*Task statement*:
Rewrite the records with every "vent louver" changed to "air grille" and everything else left as it is. Omit the pictures from your answer.

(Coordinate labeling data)
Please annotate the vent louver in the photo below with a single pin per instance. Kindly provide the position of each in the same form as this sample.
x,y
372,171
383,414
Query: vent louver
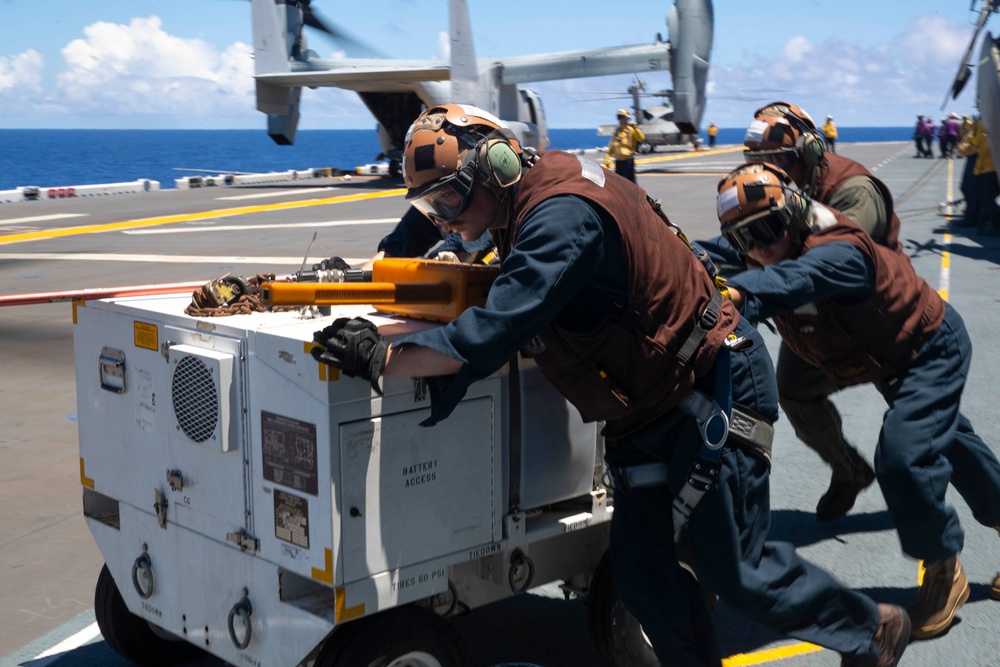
x,y
195,398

*The completed task*:
Please annotate the air grille in the photo below with a single pin per instance. Kindly provide the position of each in the same form as this sample.
x,y
372,171
383,414
Query: air grille
x,y
195,398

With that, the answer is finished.